┌──
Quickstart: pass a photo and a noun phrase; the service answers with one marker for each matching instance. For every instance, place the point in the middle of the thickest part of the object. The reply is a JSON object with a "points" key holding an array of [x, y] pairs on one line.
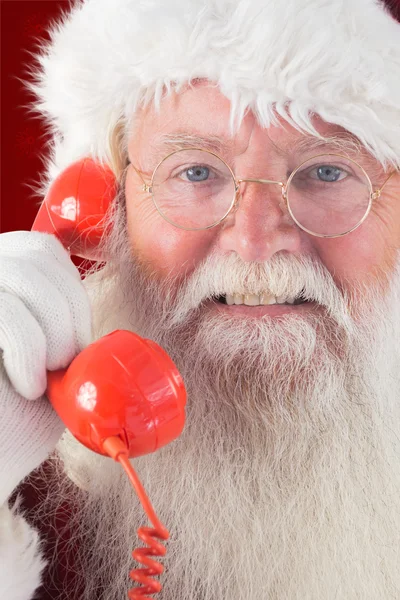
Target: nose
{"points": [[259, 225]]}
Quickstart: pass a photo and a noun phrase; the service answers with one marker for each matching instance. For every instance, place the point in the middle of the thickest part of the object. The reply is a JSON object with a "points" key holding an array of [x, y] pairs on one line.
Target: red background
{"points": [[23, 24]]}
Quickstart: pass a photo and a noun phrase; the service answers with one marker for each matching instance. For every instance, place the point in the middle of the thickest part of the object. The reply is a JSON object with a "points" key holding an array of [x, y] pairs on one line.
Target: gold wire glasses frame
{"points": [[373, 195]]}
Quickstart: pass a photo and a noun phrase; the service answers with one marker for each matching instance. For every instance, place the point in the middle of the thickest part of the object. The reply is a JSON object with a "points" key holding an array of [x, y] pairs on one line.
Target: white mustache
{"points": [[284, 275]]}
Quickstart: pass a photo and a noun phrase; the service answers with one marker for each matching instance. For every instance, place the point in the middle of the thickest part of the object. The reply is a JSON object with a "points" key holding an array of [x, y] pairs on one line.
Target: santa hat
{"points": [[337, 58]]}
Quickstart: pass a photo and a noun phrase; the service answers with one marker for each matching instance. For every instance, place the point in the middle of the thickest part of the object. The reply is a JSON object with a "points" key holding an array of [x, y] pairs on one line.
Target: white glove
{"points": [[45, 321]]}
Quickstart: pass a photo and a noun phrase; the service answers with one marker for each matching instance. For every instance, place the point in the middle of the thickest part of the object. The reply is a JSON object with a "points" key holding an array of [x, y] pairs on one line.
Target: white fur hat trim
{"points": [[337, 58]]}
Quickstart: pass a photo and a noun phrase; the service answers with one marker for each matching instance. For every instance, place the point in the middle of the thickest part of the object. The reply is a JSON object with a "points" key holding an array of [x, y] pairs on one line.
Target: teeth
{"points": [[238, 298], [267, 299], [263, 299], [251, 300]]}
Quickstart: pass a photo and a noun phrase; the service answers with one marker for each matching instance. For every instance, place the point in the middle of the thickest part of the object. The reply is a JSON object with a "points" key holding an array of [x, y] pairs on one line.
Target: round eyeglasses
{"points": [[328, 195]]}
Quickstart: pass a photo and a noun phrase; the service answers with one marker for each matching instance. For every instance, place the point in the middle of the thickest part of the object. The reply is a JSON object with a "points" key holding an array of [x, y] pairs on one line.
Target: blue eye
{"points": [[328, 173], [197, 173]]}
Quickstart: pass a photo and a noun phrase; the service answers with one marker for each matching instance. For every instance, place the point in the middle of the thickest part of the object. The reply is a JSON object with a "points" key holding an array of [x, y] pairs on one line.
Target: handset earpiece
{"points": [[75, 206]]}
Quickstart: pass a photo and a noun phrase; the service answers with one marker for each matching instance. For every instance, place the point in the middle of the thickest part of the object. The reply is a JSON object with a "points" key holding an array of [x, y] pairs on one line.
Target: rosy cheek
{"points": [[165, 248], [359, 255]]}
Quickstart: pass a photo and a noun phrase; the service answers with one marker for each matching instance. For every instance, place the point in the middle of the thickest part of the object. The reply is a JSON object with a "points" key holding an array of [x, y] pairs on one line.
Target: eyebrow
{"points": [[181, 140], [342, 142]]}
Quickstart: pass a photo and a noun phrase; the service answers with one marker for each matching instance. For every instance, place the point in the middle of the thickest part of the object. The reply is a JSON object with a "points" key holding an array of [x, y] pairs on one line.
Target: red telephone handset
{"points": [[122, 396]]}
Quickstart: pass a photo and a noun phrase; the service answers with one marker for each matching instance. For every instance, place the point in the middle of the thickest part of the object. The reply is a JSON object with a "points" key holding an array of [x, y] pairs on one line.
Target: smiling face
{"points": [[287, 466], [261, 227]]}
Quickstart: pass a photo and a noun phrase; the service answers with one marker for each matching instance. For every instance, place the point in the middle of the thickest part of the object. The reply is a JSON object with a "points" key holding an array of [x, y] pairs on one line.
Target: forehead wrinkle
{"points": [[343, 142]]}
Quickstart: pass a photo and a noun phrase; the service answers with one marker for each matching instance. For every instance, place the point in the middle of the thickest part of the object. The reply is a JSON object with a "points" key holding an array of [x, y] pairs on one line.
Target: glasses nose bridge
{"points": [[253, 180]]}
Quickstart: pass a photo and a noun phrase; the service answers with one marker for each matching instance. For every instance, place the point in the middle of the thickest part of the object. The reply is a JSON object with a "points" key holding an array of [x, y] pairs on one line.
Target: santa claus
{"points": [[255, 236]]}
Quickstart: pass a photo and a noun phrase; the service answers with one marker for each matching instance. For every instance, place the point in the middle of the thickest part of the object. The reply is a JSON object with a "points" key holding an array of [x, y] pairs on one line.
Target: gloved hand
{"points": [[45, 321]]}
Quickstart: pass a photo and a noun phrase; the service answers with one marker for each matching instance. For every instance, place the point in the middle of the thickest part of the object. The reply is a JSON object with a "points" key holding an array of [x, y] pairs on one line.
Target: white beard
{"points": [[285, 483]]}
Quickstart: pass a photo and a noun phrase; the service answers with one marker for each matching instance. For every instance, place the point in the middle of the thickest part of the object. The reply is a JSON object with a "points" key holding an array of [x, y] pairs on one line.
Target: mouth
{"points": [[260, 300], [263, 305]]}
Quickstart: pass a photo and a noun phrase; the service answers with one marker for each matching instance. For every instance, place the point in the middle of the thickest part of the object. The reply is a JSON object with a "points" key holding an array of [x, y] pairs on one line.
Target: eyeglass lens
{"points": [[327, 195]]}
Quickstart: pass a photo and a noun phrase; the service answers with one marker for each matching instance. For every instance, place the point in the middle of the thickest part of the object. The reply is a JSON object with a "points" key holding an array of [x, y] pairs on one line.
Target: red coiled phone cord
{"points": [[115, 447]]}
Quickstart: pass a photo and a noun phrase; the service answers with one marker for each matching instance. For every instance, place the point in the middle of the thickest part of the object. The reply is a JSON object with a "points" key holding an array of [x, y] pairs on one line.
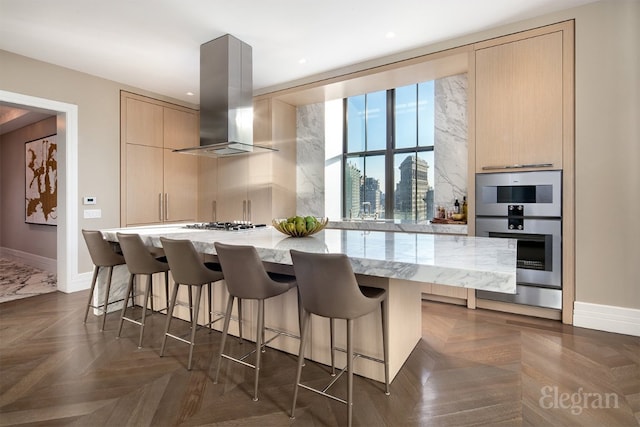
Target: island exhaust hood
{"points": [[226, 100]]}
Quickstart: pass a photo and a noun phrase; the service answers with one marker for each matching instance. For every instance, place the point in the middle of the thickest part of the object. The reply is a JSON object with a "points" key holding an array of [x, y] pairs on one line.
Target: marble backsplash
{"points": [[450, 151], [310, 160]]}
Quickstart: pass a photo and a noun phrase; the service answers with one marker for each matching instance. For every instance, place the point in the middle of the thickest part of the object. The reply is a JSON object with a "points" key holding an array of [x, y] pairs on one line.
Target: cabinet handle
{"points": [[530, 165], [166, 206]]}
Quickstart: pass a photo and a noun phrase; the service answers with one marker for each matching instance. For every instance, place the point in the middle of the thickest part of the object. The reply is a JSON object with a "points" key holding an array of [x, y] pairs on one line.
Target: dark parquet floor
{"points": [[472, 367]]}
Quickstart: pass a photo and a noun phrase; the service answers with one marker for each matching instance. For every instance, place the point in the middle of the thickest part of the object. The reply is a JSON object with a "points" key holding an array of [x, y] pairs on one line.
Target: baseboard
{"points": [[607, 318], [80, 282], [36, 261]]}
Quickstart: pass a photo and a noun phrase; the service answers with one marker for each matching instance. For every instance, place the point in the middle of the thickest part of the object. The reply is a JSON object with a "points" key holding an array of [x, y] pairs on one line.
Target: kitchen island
└──
An exact copy of every line above is needed, without the images.

§ **Completed exercise**
Quickstart: pass a photo and a noun phrase; the service answers with one marker for each matching instance. For every instance, place the point in the middle of the thickest part of the object. The reply is a JSON object with a "points" key holding an array of [x, y] pairs on one line.
Target: nose
{"points": [[259, 225]]}
Quickstart: pass a photo and a noun phrase; the service answers with one marker for each matching instance. For every instance, place the point in the middle of the thickest part of the object. The reply is a JSON object with a "points" key holding an array of [x, y] pairs on one line.
Target: red background
{"points": [[23, 24]]}
Quickstart: pass a photo and a noun phrase; the service answers with one marker for each matching instance. For every instance, place the point in the middle of the thickest part of the object. The reply is a JSON object with a "points" key holding an array of [x, y] pairs on one line.
Target: gold wire glasses frame
{"points": [[373, 195]]}
Quickstart: pass a photo and a noun phrase; the service answers with one marker for each matching instance. For every instance, place the point in the middle of the thickest part of the object. The reply is a JSON object with a "points" key holding an array of [x, y] pairs on one line.
Target: white mustache
{"points": [[284, 275]]}
Quickstart: pass a photo and a noun phrase; the service answers with one marker for each matching instance. For every instance, place the point in the middle of the thickest part of the object. The reply is a JSON object with a "points" key holding an array of [x, y] pairs on one line.
Target: santa hat
{"points": [[337, 58]]}
Quickstart: pass a photo and a noun phrase; the service answers with one marker for each matching instance. For every instance, place the point in the middle of the thickest part of the object. The reply is a JSON object with a "points" key holding an array of [x, y] pairs on one line.
Target: white glove
{"points": [[45, 321]]}
Quickstart: pass a photo and a noun phrase; the service answers with one marker for each matching instance. For every instance, place the point in the middle of the thickest part of the object. The reply is a JSON object with a "points" key holding an array of [x, y] pairs on one line.
Target: white fur hat trim
{"points": [[337, 58]]}
Quickstart: pass a photo and a noun phrase; the service answers with one marker for each matching instance. For every instance, place the point in the middle of the thickest part of the object. The reply is a JSON object with a "points" key holding an array of [x, y] pairs on one line.
Target: teeth
{"points": [[238, 298], [267, 299], [263, 299], [251, 300]]}
Quickstart: pass a photo and a noun phrase; the service answers with one marker for each matching instance. For every instance, place the point in the middle of the thickest part of the object. The reply is a JSON object with a "points" key holding an array of [x, y] pairs on one line.
Target: round eyeglasses
{"points": [[328, 195]]}
Quickstart: pass a photo and a noun phrase; the service answers with one marker for each matching instance. For every instance, place the point in the middle of the thickest part of the object. The reply is a JSON object with a "points" key holding an array of [x, y] pairs on one line.
Target: blue eye
{"points": [[328, 173], [197, 173]]}
Quickstart: pass a photo and a noun phrase; the service answers with one marker for each matching instance. For every instance, place the point in the middle of the thickest part of the object. The reply is a JSON object with a "points" key holding an array of [x, y] pairs on one line.
Target: handset earpiece
{"points": [[75, 206]]}
Quickstart: pass a photo and a noun phrase; the service answers with one marker for each matching instance. For every instance, place the point in the middle of the thickest part of the object. The reply is a JSON object with a "points" key holding an array of [x, y] pairs on one line.
Target: rosy cheek
{"points": [[165, 248], [359, 255]]}
Quickstart: pass a photo and a noun phrase; the service answers with one marker for each matching instance. For every instance, place the point in the middle of the thickest part of the object. The reply is a JSON object with a "points" key holding an array of [x, y] pairs on one line.
Target: eyebrow
{"points": [[181, 140], [342, 142]]}
Quickstart: pass a photo and a noun phrase; the service answers with one marker for each matching instance. For every instance, place the point in the middle of the thickest part of the object. The reply is a JSON object with a "points" key holding an array of [x, y] pairs on one line.
Target: red telephone handset
{"points": [[122, 396]]}
Quickstart: pass a photo and a noun phrase; the service answers with one marker for each matching instance. For every instance, place the point in the middle of the thickest part of the object. The reply is a JSON object with a "points" key holding an array of [x, y] pairs on one line.
Target: smiling face
{"points": [[287, 466], [261, 227]]}
Quickstart: pass a photo and a noun phrase; the service answers with one marker for each matching instance. For every instance, place the point in the middle of the thickest part of the object. The reply is a JSON object with a "points" key holding an array of [x, y] pairs on one line.
Target: forehead wrinkle
{"points": [[343, 142]]}
Quickstart: pass a photo and a noun phrase; the service answers with one marker for each matching instance. For every instance, place the point in the middle of the thickest part of the object. The reply is a JSON object with a "points" key holding an array of [x, y] pairs on one line.
Target: glasses nose bridge
{"points": [[253, 180]]}
Quickstart: pass a photo and a noun phrase; the service answers with one marker for each matching instance. For every instance, place the point in the middle of the thickest part of the object. The reply is a JSON object with a "points" key holding an array of [x, y] pairs on one line.
Target: santa claus
{"points": [[255, 236]]}
Quickstart: pass a photo and a noun phrase; the service answers with one marker for each matching instance. For every instance, place the point in the middle of the thickest part of the object. The reply is a JSON object with a "points" key holding an array of [x, y] pairs on one line.
Target: gloved hand
{"points": [[45, 321]]}
Quickstart: pass a photo and a noun phrase; the service answers with one marker for each matching instance. For every instance, place the point in the middle of the thickest part of the object. The reply is a JSON object with a "points" key holding an array of [x, y] pairs on one line.
Target: white beard
{"points": [[285, 483]]}
Quickstart: pass a photo and a noun phrase; the service answers with one marker for each matching instance. For every instance, place the point in the middle of the thickest part of the object. The reply is a JSON object with a "points" key holding an array of [x, y] pairs on one line.
Target: mouth
{"points": [[260, 300], [263, 305]]}
Quickstart: pass a photo and a noun phrase; the service answers with one marker for each matching instance. For every instance, place the point in the middle of the thickest part of the object. The reply is a JSON object with a "points" key holding an array of [x, y] pairs on one line.
Target: eyeglass lens
{"points": [[327, 195]]}
Quickstart: pass a photo and a noun phrase; the service answers with one marker for each matching instance. For every instance, place the point in the middle of the thickest part of the object. The reply is a JSON object with a "points" key holding an array of [x, y] pairs on one line.
Target: red coiled phone cord
{"points": [[115, 447]]}
Quickstart: pass a photo and a noun phrase; the service answers with one marker for each matching instance. For every instance, place the point in the middle of the thickest part of the object. The reply is a JSON object with a "points" key holding an array of [x, y] pairs on one line.
Target: island exhaust hood
{"points": [[226, 100]]}
Quickstart: pass a photo and a noun phrase; the service answers with one marker for each matching instance. For every instance, place the point in the middle of the thickest part of the object. The reply is a JSON object with a "points" key holding an array of [x, y] pairs on one line.
Target: marble backsplash
{"points": [[450, 151], [310, 160]]}
Quickstart: pass a photo and a noun phrase; the service answers with one marker for each matching instance. For every instance, place the point in the middle of the thickest part of the object. The reply is a JSON object with a "points" key holding an array of [x, y] pairs on one line.
Target: cabinet handle
{"points": [[530, 165], [166, 206]]}
Quickstart: pass a photo and a noun phrase; the service answers with one marker for each matching instance. For every instance, place the point in the middle of the thickest part of the object. The reply is a JSON object with a "points" key holding an array of [x, y] pairs on one line.
Target: dark parquet floor
{"points": [[472, 367]]}
Quickstart: pass a photo and a noun phrase; the service answers with one marker for each matching instance. For every instance, place the point in the middle of the thickest part of the object. The reply is a JSON object with a "points" key holding an array of [x, y] pairs on one line.
Target: baseboard
{"points": [[607, 318], [80, 282], [36, 261]]}
Quickstart: pass a photo and a noun phrase; the service answers with one marker for each matching instance. For every instance, place the point in the middle of the thickest part of the object. The reply is a JSON object with a "points" key holding an array of [x, y] pairs on one line.
Target: kitchen island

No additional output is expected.